Saved entries:
──────────
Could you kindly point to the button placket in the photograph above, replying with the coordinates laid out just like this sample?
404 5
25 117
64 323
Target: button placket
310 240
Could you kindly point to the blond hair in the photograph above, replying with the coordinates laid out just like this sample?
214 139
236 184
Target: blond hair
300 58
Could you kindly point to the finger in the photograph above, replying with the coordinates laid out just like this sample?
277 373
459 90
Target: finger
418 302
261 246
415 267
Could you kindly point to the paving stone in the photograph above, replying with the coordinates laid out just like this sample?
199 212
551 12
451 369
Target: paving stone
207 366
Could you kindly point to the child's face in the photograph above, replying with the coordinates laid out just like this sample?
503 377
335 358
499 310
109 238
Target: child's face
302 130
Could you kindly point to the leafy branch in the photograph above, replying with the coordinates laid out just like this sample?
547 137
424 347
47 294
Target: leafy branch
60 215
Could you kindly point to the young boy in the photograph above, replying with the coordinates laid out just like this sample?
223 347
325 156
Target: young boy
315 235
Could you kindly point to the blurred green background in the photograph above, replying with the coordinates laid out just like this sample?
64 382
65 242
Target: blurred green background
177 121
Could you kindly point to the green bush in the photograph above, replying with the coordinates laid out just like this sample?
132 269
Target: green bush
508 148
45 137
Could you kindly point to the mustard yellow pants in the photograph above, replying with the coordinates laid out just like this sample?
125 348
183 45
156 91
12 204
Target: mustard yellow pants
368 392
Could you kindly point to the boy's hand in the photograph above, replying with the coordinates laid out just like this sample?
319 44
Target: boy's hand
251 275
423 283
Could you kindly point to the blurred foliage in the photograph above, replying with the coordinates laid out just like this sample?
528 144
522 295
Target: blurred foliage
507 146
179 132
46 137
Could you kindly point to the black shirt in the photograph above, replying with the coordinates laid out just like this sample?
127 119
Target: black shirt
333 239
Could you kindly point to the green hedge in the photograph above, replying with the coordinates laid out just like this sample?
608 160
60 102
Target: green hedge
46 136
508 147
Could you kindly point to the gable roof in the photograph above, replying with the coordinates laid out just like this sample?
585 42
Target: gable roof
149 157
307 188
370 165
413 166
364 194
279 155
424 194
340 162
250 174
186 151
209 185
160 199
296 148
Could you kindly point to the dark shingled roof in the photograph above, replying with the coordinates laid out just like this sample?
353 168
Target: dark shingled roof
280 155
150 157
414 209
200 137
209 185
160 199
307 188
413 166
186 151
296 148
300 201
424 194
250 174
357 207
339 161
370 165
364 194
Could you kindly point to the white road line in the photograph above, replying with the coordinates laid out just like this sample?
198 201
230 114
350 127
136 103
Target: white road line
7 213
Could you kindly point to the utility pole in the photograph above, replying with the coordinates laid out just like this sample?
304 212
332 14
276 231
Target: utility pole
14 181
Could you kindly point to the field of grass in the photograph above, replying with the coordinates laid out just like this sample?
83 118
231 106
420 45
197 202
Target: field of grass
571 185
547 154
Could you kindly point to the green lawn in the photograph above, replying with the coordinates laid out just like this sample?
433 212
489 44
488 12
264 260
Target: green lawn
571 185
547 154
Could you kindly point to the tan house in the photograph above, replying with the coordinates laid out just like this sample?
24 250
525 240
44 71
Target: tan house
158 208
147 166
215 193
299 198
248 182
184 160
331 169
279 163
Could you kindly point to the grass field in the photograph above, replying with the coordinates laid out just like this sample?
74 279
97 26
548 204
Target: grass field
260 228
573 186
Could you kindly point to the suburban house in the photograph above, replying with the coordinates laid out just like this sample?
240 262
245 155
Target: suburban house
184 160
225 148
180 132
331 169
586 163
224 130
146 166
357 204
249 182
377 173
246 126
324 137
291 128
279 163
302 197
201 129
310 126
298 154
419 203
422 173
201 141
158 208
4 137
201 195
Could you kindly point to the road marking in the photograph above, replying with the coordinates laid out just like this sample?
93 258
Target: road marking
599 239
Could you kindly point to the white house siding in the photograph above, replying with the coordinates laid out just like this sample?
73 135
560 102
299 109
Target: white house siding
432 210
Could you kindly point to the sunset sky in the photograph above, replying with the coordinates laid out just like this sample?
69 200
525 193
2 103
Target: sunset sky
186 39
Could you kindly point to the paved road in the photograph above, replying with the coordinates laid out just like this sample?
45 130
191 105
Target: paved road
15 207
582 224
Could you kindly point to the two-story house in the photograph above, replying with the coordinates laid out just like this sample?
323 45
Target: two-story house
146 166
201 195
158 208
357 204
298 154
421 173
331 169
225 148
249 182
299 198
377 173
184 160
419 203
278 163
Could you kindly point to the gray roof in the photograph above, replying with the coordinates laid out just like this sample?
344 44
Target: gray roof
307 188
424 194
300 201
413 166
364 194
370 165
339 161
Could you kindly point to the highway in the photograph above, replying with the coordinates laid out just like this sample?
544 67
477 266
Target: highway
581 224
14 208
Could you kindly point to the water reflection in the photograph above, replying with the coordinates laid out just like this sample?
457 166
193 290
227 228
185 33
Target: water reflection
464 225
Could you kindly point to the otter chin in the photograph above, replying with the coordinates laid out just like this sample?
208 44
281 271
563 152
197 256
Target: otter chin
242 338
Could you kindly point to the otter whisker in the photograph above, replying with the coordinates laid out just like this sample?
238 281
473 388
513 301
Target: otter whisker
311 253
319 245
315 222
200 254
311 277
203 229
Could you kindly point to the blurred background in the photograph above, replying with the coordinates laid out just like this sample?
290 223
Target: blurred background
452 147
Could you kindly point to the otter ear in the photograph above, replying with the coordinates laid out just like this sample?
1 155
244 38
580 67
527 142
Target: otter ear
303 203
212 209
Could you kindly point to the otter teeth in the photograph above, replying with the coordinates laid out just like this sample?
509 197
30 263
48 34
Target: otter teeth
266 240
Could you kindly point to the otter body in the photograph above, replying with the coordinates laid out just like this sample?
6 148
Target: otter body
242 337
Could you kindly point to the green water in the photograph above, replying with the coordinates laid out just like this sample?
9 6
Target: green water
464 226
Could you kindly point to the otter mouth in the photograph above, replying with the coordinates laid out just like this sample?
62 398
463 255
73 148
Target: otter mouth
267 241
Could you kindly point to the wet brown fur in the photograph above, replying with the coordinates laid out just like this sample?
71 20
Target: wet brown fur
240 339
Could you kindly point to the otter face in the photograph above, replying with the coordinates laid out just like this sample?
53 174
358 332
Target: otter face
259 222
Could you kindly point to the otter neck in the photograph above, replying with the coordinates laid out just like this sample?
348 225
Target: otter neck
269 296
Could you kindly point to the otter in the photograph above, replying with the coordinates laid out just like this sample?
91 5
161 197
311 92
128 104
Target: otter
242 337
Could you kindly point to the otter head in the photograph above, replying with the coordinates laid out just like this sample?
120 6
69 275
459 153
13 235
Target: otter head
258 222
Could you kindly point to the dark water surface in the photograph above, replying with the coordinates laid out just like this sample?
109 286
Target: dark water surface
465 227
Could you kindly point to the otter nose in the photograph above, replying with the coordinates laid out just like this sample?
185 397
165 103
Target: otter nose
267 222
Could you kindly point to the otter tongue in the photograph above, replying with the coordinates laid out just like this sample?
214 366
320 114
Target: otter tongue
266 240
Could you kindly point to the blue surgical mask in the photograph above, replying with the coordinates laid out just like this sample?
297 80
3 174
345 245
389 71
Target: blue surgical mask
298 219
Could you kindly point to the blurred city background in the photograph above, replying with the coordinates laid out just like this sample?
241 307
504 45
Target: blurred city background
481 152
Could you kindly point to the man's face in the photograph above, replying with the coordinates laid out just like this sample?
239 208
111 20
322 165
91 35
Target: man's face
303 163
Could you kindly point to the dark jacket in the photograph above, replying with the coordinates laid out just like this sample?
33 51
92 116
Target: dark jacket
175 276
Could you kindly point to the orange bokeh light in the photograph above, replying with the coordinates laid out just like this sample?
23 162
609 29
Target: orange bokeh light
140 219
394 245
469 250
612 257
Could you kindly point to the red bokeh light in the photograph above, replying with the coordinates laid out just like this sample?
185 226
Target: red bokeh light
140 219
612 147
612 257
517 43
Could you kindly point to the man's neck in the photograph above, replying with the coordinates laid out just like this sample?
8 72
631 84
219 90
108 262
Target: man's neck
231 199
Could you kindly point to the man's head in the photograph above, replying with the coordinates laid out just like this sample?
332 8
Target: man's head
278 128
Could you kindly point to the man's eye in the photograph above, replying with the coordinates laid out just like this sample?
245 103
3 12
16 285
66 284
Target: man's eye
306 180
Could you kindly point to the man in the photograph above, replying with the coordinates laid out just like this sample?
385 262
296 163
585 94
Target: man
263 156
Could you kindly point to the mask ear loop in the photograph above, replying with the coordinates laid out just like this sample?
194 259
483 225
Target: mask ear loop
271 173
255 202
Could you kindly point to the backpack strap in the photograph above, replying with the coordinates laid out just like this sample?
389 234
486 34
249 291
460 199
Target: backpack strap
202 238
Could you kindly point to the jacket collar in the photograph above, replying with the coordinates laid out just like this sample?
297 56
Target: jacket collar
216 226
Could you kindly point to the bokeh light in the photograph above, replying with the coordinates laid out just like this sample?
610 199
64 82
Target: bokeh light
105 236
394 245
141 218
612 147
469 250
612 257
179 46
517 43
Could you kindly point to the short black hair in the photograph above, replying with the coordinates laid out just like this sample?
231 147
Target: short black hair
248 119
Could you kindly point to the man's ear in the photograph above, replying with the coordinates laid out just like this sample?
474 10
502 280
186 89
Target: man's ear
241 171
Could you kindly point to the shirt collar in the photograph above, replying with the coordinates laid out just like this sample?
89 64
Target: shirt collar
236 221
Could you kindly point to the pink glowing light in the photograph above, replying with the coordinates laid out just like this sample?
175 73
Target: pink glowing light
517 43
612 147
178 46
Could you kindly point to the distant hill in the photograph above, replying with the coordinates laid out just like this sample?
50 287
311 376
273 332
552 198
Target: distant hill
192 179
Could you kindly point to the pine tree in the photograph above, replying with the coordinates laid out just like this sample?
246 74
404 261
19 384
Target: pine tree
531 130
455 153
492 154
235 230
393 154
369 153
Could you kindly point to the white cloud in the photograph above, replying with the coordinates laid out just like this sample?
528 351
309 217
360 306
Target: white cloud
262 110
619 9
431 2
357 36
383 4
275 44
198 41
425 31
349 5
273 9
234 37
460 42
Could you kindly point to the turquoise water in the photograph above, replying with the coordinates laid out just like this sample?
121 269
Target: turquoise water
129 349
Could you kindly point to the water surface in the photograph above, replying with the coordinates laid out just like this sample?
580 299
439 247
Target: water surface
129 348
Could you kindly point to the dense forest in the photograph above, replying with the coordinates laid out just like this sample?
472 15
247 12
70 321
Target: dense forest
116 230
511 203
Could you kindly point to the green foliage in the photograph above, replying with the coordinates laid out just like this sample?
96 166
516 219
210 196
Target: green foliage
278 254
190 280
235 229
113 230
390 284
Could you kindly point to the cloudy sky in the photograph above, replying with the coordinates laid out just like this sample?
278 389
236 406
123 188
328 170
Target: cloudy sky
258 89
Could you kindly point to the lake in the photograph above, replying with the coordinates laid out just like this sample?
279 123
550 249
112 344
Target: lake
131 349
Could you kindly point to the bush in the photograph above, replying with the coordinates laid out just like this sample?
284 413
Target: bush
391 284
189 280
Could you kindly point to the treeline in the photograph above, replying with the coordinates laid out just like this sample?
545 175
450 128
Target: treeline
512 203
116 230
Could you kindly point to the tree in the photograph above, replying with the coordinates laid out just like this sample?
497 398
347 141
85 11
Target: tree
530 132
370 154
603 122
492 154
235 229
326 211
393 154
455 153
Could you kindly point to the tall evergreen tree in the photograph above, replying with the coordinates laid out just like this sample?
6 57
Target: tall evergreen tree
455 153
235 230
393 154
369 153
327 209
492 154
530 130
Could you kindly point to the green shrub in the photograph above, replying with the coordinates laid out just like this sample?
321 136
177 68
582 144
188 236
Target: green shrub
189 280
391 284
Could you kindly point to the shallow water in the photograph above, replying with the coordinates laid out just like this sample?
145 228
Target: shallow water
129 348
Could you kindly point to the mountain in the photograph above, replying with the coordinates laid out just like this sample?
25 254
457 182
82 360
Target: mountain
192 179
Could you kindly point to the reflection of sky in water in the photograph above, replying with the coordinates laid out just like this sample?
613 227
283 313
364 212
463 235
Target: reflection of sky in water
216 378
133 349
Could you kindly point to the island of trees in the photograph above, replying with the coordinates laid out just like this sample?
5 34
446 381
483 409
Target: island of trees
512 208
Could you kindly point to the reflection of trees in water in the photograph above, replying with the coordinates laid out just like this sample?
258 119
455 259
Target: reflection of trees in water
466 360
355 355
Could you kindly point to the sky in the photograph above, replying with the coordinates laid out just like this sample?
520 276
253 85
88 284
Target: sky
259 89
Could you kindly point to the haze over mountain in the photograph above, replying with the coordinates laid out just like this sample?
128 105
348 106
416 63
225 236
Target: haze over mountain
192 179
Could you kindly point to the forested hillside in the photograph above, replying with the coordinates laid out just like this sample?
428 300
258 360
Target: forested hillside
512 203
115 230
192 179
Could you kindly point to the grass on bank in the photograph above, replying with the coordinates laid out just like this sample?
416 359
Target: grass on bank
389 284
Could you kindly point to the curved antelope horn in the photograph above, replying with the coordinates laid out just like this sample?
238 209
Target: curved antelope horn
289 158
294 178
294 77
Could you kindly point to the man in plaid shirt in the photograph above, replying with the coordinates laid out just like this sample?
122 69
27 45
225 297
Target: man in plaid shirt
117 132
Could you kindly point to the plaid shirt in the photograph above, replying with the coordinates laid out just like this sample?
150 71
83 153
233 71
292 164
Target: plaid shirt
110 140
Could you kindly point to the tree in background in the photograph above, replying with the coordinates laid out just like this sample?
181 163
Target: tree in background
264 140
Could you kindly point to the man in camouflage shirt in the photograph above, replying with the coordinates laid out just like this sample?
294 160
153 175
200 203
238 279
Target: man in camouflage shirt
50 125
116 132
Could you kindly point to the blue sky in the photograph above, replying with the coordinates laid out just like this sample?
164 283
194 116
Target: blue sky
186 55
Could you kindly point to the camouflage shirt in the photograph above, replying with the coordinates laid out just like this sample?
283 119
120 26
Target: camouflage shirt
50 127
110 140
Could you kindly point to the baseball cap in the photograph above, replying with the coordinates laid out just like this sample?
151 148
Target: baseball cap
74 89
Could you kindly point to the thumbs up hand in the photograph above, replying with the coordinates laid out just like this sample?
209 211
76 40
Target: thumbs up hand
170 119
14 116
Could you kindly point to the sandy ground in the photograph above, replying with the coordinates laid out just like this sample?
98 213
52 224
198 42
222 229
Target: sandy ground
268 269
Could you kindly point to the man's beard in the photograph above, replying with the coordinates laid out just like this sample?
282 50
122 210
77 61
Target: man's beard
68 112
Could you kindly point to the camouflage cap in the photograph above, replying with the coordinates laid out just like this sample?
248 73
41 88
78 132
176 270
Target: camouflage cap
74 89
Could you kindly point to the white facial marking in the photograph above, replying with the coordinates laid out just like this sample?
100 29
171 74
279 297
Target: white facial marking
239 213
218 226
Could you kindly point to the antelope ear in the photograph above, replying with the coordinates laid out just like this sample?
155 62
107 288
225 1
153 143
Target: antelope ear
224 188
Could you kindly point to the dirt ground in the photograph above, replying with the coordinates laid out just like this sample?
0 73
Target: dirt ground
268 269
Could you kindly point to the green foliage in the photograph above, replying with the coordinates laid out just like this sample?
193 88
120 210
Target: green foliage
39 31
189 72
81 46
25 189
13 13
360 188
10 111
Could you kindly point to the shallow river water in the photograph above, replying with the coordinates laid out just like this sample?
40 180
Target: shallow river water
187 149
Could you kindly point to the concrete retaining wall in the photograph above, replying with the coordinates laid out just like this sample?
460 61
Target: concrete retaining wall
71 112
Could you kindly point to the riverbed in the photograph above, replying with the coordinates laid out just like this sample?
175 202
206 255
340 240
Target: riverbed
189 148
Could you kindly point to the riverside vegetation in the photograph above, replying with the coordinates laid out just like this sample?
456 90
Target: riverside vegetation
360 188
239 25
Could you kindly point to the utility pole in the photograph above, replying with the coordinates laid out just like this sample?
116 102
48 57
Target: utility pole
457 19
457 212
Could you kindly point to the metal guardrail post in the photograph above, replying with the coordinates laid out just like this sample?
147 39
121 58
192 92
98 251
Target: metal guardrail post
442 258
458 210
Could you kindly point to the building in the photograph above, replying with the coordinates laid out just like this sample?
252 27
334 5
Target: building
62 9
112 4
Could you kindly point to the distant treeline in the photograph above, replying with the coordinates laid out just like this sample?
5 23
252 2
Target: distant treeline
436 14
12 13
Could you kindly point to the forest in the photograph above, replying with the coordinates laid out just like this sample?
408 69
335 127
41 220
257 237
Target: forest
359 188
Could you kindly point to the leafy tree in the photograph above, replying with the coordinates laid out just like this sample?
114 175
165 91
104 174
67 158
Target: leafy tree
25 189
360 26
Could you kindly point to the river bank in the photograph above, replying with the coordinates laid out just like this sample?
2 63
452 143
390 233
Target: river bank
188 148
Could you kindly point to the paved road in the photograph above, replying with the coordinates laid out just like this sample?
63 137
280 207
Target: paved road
──────────
> **Work request**: Give back exactly the lines from the line containing "Target: river bank" to the end of the entries, and no other lines.

> **Output of the exercise**:
Target: river bank
188 148
Could you kindly point to the paved road in the photograph above, replying with the coordinates laid out just like this sample?
63 137
280 207
Target: paved road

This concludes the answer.